Extract every line of text from the data below verbatim, omitting the pictures.

(Spatial annotation records)
::::::
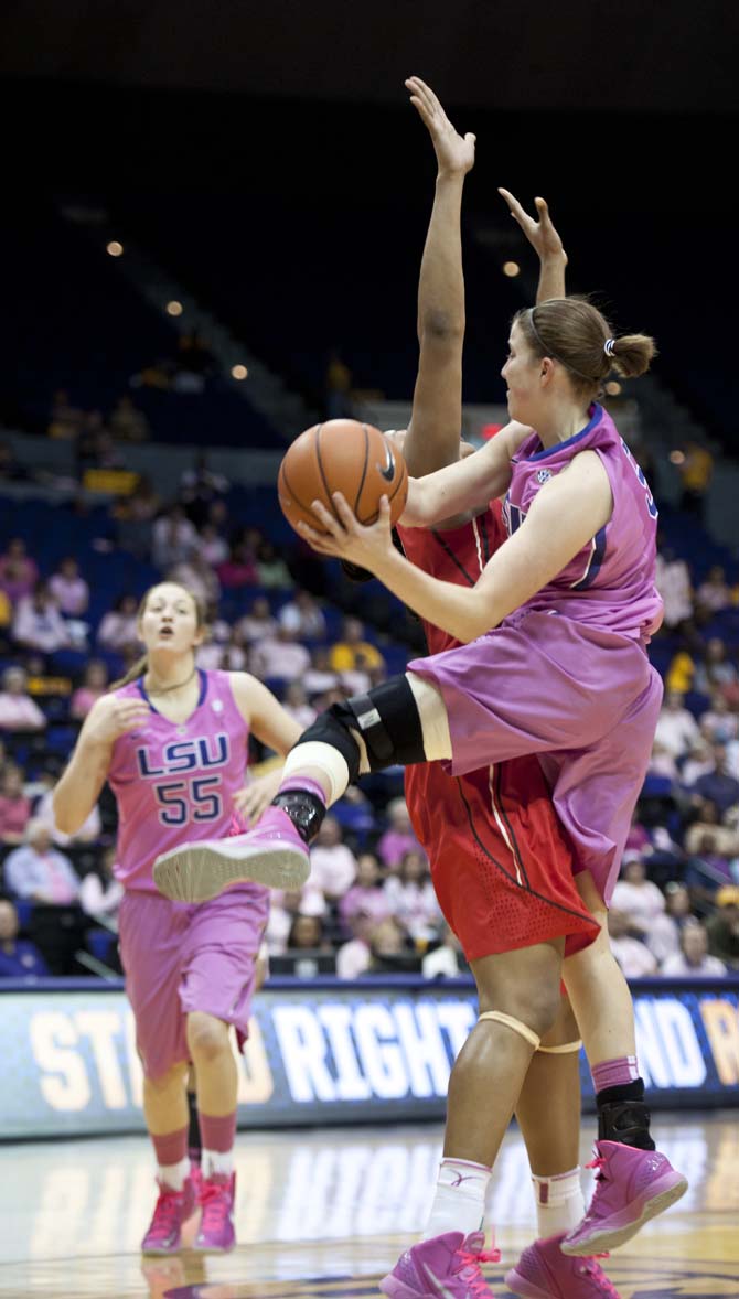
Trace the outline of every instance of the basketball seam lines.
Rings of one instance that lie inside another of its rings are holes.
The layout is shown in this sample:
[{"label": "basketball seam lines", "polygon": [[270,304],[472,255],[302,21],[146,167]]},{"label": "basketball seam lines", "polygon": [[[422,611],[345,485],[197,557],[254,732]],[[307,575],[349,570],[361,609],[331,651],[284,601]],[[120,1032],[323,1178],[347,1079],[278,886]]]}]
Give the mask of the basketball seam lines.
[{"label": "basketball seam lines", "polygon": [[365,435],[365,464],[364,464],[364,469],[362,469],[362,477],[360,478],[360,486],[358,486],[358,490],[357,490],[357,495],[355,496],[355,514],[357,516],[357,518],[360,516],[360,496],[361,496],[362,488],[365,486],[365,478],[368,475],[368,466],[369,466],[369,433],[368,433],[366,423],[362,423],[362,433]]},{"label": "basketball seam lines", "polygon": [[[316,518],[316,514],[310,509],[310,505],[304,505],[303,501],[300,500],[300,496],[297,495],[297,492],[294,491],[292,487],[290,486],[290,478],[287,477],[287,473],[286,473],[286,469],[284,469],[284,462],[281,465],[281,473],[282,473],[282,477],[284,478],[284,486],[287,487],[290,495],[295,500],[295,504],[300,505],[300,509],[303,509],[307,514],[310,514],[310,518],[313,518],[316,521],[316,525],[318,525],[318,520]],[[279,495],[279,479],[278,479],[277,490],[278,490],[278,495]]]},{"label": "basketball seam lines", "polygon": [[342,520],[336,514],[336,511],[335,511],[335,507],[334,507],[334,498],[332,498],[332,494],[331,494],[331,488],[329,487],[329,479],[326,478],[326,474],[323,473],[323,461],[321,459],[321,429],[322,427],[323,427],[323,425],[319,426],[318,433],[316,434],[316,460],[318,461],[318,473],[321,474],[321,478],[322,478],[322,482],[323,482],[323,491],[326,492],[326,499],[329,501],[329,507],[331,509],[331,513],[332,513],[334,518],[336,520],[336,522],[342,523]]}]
::::::
## Task answer:
Trace the outline of every instance of the basketball seam lines.
Rings of one instance that lie inside another of its rings are holes.
The layout is shown in this sample:
[{"label": "basketball seam lines", "polygon": [[270,304],[472,255],[302,21],[146,167]]},{"label": "basketball seam lines", "polygon": [[[422,611],[345,485],[197,557],[254,732]],[[307,575],[349,570],[361,609],[331,651],[284,601]],[[120,1032],[323,1178],[347,1079],[278,886]]]}]
Give the mask of the basketball seam lines.
[{"label": "basketball seam lines", "polygon": [[365,435],[365,464],[364,464],[364,469],[362,469],[362,477],[360,478],[360,486],[358,486],[358,490],[357,490],[357,495],[355,496],[355,514],[357,516],[357,518],[360,516],[360,496],[361,496],[362,488],[365,486],[365,478],[368,475],[368,466],[369,466],[369,433],[368,433],[366,423],[362,423],[362,433]]},{"label": "basketball seam lines", "polygon": [[[316,518],[316,514],[310,509],[310,505],[304,505],[303,501],[300,500],[300,496],[297,495],[297,492],[294,491],[292,487],[290,486],[290,478],[287,477],[287,473],[286,473],[286,469],[284,469],[284,462],[281,465],[281,473],[282,473],[282,477],[284,478],[284,486],[287,487],[290,495],[295,500],[295,504],[300,505],[300,509],[303,509],[307,514],[310,514],[310,518],[313,518],[316,521],[316,525],[318,525],[318,520]],[[279,495],[279,479],[278,479],[277,490],[278,490],[278,495]]]},{"label": "basketball seam lines", "polygon": [[342,520],[336,514],[336,511],[335,511],[335,507],[334,507],[334,498],[332,498],[332,494],[331,494],[331,488],[329,487],[329,479],[326,478],[326,474],[323,473],[323,461],[321,459],[321,429],[322,427],[323,427],[323,425],[319,426],[318,433],[316,434],[316,460],[318,461],[318,473],[321,474],[321,478],[322,478],[322,482],[323,482],[323,491],[326,492],[326,499],[329,501],[329,507],[331,509],[331,513],[332,513],[334,518],[336,520],[336,522],[342,523]]}]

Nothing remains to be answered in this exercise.